GIVEN TASK 1
List every dollar amount stated in the passage on federal grants to state and local governments.

** start of EXCERPT **

Management of Federal Grants to State and Local Governments
The federal government uses grants to achieve many national objectives by providing program funding to state and local governments. Especially in a time of fiscal constraints, it is critical to prevent or remedy problems in federal grant processes that affect their efficiency and effectiveness.
To achieve national objectives, the federal government relies on complex networks and partnerships across federal, state, and local governments. Issues involving these intergovernmental relationships include the management of federal grants to state and local governments and the fiscal outlook of the state and local government sector.
Federal Grants to State & Local Governments
Grants are an important tool used by the federal government to provide program funding to state and local governments. According to the Office of Management and Budget, federal outlays for grants to state and local governments increased from $91 billion in fiscal year 1980 (about $225 billion in 2012 constant dollars) to about $545 billion in fiscal year 2012. See figure 1.

** end of EXCERPT **

GIVEN TASK 2
Rewrite the stretch of the listing from its start through the line that contains "point(886, 45)", changing "innermost" to "central" and keeping all else the same. Leave the pictures out.

** start of DATA FOR THE TASK **

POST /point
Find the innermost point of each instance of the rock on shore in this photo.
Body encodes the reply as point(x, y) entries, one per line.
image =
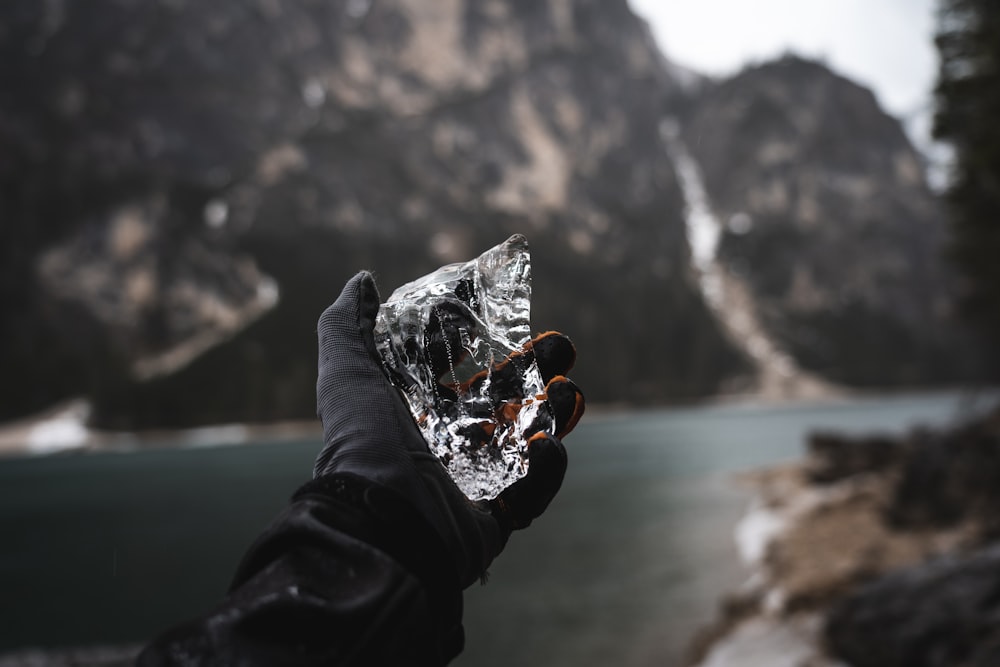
point(874, 552)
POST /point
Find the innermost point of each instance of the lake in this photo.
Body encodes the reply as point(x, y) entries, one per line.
point(630, 559)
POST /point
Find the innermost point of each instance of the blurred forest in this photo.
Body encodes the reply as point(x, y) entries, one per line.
point(968, 106)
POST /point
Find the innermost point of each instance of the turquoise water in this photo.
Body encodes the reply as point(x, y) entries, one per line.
point(627, 562)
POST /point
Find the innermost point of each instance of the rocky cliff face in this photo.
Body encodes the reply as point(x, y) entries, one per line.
point(185, 186)
point(170, 166)
point(829, 222)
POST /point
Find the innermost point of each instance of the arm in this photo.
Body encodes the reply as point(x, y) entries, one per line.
point(368, 563)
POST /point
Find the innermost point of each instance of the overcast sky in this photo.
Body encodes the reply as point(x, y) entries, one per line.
point(886, 45)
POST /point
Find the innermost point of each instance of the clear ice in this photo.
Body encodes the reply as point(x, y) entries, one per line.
point(453, 343)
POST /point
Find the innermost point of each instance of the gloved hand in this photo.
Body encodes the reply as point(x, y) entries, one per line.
point(369, 433)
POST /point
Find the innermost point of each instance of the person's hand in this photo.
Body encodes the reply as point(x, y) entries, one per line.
point(369, 433)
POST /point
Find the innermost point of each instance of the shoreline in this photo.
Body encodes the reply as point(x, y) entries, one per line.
point(62, 428)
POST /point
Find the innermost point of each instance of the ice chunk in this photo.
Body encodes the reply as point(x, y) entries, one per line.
point(453, 343)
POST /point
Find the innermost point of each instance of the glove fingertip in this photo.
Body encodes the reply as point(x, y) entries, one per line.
point(554, 353)
point(567, 403)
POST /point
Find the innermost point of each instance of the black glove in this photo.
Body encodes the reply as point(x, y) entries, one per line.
point(369, 433)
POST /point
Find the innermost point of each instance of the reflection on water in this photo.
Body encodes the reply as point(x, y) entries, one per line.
point(627, 562)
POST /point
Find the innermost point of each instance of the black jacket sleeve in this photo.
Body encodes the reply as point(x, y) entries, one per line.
point(348, 574)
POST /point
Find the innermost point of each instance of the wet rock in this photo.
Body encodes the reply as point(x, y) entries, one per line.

** end of DATA FOR THE TASK **

TASK ANSWER 1
$91 billion
$225 billion
$545 billion

TASK ANSWER 2
POST /point
Find the central point of each instance of the rock on shore in this photo.
Body encodes the reply as point(x, y) entries, one per line.
image =
point(874, 552)
POST /point
Find the central point of each instance of the lake in this photo.
Body encodes the reply as point(x, y) entries, one per line.
point(630, 559)
POST /point
Find the central point of each instance of the blurred forest in this photo.
Body encodes the reply as point(x, y) entries, one per line.
point(968, 106)
POST /point
Find the central point of each instance of the turquoise water in this photo.
Body encodes the reply as point(x, y) entries, one per line.
point(627, 562)
POST /point
Find the central point of each instance of the rocky cliff face in this photo.
Body encodes the reply as point(x, y) entries, one per line.
point(185, 186)
point(170, 166)
point(829, 222)
POST /point
Find the central point of each instance of the arm in this photo.
Body encodes the reply as point(x, y) entries, one per line.
point(368, 563)
POST /point
Find the central point of each instance of the overcast sky in this photo.
Body encodes the reply as point(x, y) entries, one per line.
point(886, 45)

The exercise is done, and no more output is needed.